Aim of the task: Report back every line in the data that includes the string "smartphone".

Data items:

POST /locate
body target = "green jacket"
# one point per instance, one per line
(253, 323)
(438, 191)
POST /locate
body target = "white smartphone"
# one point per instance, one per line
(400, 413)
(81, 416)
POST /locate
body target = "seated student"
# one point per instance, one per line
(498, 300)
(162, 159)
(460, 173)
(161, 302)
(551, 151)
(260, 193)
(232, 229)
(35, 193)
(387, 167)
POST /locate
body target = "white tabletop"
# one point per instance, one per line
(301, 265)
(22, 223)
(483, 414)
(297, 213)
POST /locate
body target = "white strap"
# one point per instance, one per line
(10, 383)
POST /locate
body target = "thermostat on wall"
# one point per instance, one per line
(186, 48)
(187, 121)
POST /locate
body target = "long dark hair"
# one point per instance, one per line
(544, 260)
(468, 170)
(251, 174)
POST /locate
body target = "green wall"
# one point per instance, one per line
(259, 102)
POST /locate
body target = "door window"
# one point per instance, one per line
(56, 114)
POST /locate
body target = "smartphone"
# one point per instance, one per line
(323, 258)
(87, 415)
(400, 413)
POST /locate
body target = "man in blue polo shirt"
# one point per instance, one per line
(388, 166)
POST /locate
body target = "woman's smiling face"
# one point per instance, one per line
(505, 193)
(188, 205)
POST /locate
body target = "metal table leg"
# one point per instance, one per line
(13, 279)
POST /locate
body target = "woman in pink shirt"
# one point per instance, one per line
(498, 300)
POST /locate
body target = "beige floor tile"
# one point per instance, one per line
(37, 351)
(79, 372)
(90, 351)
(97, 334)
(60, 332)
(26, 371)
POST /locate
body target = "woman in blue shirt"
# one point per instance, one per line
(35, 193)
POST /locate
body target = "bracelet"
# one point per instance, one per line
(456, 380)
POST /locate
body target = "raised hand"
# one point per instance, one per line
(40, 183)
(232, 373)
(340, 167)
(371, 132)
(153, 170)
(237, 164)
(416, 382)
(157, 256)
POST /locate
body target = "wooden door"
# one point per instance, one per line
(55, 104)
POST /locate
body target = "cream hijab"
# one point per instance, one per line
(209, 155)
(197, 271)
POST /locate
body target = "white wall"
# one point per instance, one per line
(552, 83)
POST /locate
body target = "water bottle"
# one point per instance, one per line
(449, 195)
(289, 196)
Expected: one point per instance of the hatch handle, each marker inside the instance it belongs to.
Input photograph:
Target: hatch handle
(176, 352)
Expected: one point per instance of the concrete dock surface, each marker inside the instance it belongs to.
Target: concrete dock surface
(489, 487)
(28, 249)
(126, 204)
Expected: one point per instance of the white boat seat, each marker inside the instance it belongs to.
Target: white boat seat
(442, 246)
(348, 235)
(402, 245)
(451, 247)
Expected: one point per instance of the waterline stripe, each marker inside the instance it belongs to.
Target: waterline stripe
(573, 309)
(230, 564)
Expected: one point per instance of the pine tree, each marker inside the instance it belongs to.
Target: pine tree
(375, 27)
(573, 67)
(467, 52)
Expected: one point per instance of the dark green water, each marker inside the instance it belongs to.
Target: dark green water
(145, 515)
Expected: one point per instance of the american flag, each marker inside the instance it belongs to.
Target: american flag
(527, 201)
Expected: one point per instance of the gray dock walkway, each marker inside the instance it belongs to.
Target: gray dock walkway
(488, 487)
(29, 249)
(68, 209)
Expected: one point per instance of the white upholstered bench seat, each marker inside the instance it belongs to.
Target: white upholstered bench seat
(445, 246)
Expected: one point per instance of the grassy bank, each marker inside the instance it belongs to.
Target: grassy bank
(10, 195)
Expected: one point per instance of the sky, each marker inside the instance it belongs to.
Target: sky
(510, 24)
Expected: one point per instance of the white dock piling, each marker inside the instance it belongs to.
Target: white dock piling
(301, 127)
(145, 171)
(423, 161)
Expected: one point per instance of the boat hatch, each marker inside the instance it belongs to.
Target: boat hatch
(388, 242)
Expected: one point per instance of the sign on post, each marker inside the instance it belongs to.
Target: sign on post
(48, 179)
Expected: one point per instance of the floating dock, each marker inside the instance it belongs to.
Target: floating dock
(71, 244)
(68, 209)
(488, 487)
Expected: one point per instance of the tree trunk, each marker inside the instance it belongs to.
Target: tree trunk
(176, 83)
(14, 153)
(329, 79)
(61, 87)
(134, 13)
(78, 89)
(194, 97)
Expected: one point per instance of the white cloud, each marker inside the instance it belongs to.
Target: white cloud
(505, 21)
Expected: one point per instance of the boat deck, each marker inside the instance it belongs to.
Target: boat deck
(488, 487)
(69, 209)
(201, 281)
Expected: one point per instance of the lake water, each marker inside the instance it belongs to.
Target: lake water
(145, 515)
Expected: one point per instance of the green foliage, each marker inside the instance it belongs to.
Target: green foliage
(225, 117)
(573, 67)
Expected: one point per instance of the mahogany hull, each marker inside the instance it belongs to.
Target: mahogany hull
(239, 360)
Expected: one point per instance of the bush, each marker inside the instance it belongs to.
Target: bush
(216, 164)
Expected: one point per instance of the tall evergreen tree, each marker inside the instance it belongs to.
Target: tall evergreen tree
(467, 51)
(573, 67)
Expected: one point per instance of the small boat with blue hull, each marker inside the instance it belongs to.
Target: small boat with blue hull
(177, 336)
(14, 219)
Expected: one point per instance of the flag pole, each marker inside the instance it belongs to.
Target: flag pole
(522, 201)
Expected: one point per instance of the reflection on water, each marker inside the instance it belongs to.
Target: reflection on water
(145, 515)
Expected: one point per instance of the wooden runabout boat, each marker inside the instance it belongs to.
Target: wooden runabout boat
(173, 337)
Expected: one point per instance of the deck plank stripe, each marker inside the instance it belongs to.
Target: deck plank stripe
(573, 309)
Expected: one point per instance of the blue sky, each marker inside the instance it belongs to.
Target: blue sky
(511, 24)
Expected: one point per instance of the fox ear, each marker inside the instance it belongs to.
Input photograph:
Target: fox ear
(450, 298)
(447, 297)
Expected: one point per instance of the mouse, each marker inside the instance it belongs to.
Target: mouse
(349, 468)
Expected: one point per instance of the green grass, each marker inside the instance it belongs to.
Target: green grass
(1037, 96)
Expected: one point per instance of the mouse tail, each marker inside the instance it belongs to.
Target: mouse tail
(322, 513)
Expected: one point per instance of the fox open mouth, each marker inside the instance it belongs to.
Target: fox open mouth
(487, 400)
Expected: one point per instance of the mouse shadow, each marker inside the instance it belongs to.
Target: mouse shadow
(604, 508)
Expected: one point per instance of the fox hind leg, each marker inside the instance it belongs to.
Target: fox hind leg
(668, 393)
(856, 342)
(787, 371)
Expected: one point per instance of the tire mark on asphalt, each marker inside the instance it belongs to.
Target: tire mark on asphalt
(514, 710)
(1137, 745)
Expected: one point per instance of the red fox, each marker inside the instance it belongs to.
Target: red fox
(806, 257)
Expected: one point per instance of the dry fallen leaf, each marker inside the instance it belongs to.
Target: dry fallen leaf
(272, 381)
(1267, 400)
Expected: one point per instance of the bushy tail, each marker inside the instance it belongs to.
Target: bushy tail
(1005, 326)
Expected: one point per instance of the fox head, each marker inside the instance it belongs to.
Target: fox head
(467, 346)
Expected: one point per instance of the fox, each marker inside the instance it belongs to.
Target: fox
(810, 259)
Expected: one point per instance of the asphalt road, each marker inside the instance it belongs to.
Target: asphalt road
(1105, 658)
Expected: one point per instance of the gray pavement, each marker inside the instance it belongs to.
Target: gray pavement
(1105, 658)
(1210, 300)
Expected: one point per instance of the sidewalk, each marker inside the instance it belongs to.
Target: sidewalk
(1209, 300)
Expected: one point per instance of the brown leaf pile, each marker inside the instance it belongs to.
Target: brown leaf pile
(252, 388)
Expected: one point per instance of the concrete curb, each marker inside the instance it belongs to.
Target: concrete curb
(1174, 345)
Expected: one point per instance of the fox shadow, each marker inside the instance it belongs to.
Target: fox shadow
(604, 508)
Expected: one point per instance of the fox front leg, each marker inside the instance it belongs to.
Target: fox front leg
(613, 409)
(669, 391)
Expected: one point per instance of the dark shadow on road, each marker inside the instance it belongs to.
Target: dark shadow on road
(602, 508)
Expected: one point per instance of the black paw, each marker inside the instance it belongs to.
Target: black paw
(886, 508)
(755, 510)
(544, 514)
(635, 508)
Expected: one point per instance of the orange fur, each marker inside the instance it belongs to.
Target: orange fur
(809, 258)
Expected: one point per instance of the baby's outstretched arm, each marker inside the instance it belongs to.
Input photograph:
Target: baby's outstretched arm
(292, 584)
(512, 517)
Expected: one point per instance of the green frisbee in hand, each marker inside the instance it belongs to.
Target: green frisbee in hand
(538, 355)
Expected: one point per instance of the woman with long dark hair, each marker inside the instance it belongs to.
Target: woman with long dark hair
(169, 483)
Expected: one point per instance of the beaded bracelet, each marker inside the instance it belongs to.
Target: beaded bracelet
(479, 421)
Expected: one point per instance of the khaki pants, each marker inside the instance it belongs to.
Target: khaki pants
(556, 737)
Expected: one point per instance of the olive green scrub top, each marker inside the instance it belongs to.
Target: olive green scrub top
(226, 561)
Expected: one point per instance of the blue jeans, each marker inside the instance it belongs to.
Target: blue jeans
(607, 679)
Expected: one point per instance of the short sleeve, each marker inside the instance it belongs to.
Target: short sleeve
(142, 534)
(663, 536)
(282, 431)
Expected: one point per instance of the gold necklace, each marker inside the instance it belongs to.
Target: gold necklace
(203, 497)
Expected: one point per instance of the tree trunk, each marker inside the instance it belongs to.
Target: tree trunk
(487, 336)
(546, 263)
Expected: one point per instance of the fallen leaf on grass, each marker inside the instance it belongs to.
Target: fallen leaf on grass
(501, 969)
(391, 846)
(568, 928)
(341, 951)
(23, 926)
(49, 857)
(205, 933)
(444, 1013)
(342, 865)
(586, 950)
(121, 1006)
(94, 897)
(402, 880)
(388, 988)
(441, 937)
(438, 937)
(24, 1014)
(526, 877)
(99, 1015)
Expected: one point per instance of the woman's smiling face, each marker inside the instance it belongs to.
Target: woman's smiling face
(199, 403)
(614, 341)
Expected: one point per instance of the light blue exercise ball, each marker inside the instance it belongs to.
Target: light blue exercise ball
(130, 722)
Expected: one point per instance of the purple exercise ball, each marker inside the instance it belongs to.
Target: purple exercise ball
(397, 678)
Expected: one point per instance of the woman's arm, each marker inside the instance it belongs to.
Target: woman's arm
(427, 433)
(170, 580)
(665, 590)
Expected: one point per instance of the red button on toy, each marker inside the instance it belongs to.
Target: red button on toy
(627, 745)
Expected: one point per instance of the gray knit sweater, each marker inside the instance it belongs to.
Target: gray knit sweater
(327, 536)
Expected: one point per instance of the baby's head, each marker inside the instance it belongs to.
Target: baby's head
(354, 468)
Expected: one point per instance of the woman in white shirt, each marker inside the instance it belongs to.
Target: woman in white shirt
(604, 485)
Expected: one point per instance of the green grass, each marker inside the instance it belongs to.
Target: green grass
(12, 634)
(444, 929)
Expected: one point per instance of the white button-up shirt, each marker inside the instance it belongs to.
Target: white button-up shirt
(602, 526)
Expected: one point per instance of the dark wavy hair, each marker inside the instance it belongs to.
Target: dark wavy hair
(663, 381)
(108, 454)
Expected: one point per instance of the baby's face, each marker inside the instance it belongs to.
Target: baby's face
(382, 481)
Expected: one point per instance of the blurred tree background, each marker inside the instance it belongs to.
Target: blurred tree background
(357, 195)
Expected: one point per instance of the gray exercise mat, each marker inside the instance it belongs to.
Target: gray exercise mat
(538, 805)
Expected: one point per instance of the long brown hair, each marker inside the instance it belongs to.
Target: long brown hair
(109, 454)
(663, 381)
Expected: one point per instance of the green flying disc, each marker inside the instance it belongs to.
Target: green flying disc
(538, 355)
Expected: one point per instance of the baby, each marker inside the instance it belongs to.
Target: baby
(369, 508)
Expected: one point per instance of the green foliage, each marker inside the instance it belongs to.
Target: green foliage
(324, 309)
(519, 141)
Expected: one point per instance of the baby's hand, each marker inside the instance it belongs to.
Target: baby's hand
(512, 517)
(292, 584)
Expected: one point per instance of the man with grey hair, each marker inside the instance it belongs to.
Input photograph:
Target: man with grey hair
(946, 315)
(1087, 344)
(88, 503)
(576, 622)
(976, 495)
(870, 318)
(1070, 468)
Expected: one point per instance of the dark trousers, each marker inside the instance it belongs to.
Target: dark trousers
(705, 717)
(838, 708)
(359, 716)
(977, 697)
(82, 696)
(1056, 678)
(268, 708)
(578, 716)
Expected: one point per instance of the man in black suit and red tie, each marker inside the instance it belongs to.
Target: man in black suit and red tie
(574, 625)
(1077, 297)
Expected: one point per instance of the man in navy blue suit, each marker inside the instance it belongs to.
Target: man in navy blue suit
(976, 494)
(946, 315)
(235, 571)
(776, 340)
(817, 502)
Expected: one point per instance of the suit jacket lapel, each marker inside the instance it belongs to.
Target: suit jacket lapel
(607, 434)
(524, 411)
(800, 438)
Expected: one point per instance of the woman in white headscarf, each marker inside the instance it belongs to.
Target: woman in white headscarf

Task answer:
body target = "white smartphone"
body target = "smartphone"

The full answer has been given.